EXTRAIT CHOISI:
•••••
Pour devenir un bon coureur, alterner sa pratique de la course à pied avec d’autres sports, comme la natation ou le vélo, peut être la clé. © STADION

L’entraînement croisé, la nouvelle recette des coureurs performants

CommunautéPratiques
26/11/2025 10:15

Pour devenir un bon coureur, alterner sa pratique de la course à pied avec d’autres sports dits « portés », comme la natation ou le vélo, peut être la clé. Marathons s’est penché sur cet équilibre, qu’on appelle plus communément « l’entrainement croisé », auquel les sportifs professionnels comme amateurs, tendent considérablement ces derniers temps. 

 Décryptage avec les témoignages d’Alessia Zarbo, détentrice des records de France du 10 km et du semi-marathon, de la triathlète Lisa Lecompte, quatrième des Championnats du monde juniors, et de l’entraîneur d’athlétisme et coach sportif Thibault Weigel.
•••••
Éléments d'étiquetage de contours:
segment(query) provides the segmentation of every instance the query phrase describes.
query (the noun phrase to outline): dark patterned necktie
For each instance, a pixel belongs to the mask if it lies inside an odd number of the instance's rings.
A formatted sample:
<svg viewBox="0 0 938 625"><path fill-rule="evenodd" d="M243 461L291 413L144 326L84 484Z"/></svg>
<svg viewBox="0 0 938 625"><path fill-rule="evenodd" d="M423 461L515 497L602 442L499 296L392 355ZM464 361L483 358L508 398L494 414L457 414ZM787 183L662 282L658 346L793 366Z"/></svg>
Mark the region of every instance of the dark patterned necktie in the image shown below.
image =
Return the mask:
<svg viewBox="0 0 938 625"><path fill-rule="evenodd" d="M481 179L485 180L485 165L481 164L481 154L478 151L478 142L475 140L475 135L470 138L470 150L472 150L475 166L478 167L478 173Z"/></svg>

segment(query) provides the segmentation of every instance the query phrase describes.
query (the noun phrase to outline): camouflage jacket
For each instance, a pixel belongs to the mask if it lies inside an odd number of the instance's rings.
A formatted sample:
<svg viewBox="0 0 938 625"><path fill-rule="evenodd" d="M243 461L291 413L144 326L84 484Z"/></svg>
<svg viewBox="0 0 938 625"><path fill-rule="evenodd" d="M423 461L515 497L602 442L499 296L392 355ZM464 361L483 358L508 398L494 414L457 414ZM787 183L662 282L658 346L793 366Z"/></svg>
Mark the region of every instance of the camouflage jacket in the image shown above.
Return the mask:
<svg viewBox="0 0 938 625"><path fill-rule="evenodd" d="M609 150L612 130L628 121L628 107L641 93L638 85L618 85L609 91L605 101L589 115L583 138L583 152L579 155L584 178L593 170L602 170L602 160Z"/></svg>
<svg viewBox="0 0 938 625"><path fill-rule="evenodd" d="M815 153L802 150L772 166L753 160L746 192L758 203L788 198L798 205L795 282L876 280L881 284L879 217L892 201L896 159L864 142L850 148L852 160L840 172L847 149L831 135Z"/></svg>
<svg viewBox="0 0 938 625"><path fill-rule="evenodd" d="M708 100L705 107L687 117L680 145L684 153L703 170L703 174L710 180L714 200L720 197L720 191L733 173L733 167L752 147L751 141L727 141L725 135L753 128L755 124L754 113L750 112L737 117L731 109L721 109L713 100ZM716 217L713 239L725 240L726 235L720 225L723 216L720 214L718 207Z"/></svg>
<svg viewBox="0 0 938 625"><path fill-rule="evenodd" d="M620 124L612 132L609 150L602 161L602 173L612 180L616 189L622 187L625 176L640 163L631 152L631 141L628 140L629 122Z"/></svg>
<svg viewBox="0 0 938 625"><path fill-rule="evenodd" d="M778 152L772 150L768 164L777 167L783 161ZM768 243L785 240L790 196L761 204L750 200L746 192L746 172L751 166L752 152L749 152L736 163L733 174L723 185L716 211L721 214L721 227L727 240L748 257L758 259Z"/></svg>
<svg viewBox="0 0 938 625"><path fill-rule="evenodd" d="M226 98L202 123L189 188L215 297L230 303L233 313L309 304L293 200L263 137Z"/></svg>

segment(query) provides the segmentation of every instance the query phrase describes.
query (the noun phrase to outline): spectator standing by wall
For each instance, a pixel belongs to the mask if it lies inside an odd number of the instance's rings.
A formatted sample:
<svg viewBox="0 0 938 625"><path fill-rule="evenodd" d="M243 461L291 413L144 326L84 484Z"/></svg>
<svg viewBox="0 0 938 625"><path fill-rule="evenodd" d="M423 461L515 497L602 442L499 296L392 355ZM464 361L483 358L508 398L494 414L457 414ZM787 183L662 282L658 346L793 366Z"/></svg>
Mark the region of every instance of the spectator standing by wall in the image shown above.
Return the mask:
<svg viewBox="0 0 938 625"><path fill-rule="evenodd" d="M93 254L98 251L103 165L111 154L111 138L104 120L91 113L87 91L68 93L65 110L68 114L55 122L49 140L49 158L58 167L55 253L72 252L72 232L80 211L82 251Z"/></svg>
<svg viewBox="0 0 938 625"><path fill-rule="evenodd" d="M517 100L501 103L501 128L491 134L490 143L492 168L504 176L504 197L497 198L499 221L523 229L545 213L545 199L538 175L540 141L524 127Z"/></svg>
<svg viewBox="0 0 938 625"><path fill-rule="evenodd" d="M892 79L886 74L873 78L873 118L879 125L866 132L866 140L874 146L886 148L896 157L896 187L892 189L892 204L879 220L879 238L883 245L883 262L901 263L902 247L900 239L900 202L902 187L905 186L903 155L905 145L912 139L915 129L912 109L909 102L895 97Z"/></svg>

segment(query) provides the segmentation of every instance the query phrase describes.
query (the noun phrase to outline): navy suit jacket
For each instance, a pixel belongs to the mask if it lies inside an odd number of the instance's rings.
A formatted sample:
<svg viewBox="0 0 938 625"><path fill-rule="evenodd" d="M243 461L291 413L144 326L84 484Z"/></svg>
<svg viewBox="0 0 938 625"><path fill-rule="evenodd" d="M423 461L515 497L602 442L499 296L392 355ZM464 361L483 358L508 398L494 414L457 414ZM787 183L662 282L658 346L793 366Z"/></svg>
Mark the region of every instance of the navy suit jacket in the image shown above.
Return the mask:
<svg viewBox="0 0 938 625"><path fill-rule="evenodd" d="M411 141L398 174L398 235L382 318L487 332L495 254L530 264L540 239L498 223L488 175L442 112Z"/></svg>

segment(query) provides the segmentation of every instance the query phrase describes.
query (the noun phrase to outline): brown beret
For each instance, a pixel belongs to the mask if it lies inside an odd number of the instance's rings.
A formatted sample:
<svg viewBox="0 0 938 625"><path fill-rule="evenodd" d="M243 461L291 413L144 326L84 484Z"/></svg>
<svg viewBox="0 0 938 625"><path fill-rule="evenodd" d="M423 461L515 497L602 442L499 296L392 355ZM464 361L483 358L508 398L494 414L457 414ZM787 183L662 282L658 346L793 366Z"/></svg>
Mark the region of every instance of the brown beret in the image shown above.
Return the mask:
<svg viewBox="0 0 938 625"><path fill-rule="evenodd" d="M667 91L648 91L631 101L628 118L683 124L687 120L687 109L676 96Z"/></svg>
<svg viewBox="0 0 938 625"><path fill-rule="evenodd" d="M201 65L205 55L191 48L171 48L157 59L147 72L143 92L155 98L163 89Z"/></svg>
•••••
PROBLÈMES À RÉSOUDRE:
A. D'après l'article sur l'entraînement croisé, dans quel but un coureur alterne-t-il la course à pied avec d'autres sports ? Répondez en une à trois phrases.
B. Recopiez tout le passage de l'article sur l'entraînement croisé, depuis « CommunautéPratiques » jusqu'à « ces derniers temps. ».
Ces données proviennent d'une autre source.

RÉPONSES:
A. Selon l'article, alterner la course à pied avec d'autres sports dits « portés », comme la natation ou le vélo, peut être la clé pour devenir un bon coureur.

B.
CommunautéPratiques
26/11/2025 10:15

Pour devenir un bon coureur, alterner sa pratique de la course à pied avec d’autres sports dits « portés », comme la natation ou le vélo, peut être la clé. Marathons s’est penché sur cet équilibre, qu’on appelle plus communément « l’entrainement croisé », auquel les sportifs professionnels comme amateurs, tendent considérablement ces derniers temps.